**Aim**: Set down the full listing exactly, character for character.

········

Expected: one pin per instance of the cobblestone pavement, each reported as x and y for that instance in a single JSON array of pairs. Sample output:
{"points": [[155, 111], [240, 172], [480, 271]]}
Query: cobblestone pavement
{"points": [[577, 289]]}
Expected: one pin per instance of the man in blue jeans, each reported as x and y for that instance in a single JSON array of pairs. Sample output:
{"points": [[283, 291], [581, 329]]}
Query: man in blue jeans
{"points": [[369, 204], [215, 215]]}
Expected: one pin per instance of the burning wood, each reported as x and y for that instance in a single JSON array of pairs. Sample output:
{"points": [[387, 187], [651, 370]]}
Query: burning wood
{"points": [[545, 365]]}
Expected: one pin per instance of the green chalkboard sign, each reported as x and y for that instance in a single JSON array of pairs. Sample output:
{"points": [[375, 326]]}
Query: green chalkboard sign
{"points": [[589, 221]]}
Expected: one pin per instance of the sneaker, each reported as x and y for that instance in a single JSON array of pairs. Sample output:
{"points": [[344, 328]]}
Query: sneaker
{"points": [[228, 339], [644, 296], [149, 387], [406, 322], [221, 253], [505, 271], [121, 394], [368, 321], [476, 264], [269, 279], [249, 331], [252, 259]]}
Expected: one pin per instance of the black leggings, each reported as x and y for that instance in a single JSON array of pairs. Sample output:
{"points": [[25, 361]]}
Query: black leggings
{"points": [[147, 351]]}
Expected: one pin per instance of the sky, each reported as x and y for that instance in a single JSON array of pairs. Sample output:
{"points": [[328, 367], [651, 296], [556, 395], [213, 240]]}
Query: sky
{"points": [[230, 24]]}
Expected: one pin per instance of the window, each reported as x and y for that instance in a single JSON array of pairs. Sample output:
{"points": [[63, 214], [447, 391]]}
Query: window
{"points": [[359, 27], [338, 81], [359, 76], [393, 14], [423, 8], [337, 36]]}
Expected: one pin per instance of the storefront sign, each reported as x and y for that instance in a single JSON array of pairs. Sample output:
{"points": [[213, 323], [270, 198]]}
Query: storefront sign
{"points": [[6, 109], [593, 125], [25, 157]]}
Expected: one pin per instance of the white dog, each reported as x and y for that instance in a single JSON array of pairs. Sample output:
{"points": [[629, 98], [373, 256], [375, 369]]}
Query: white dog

········

**Written response**:
Expected: one pin per instance of the cobblestone pavement, each reported as x and y for that instance in a single JSON array of pairs. Sample output:
{"points": [[155, 111], [240, 172], [480, 271]]}
Query: cobblestone pavement
{"points": [[577, 289]]}
Expected: one pin per instance of the man in blue jeans, each reported as x and y for that instance in a single JSON array of pairs. Sample output:
{"points": [[283, 291], [581, 329]]}
Query: man in blue jeans
{"points": [[369, 204], [215, 215]]}
Expected: one pin per instance of the burning wood, each reported as x and y for that instance in a single JSON array of pairs. Sample output:
{"points": [[387, 187], [651, 370]]}
Query: burning wood
{"points": [[545, 365]]}
Expected: one pin per instance of the green chalkboard sign, each reported as x and y for that instance in a single JSON array of pairs. Sample output:
{"points": [[375, 326]]}
Query: green chalkboard sign
{"points": [[589, 221]]}
Expected: one pin per instance of the sneaker, each reported as x and y for that instance in a single JSON array of pairs. Sample output:
{"points": [[344, 328]]}
Query: sneaker
{"points": [[228, 339], [644, 296], [149, 387], [406, 322], [221, 253], [505, 271], [121, 394], [368, 321], [476, 264], [269, 279], [249, 331], [252, 259]]}
Expected: one pin per instance of the black leggings, each reported as x and y for that instance in a single JSON array of pairs. Sample output:
{"points": [[25, 361]]}
Query: black leggings
{"points": [[147, 351]]}
Expected: one pin per instance of the sky, each reported as x and y for that instance in a single JSON array of pairs. Sample output:
{"points": [[328, 367], [651, 296], [556, 395], [213, 240]]}
Query: sky
{"points": [[230, 24]]}
Expected: one pin per instance of the window, each reported as x and y for that instance in a single JSON array of pairs. Sample output:
{"points": [[63, 214], [447, 391]]}
Query: window
{"points": [[359, 27], [338, 81], [359, 76], [393, 14], [423, 8], [337, 36]]}
Expected: one pin per instance of the storefront sign, each reported as x and y for that instance in a single JSON array of pairs. Sample output:
{"points": [[213, 323], [270, 198]]}
Query: storefront sign
{"points": [[6, 109], [593, 125], [25, 157]]}
Expected: one pin per instance of the white dog, each reported as x and y for that instance in a single JSON array of pairs. Sample output:
{"points": [[629, 98], [373, 256], [375, 369]]}
Query: white dog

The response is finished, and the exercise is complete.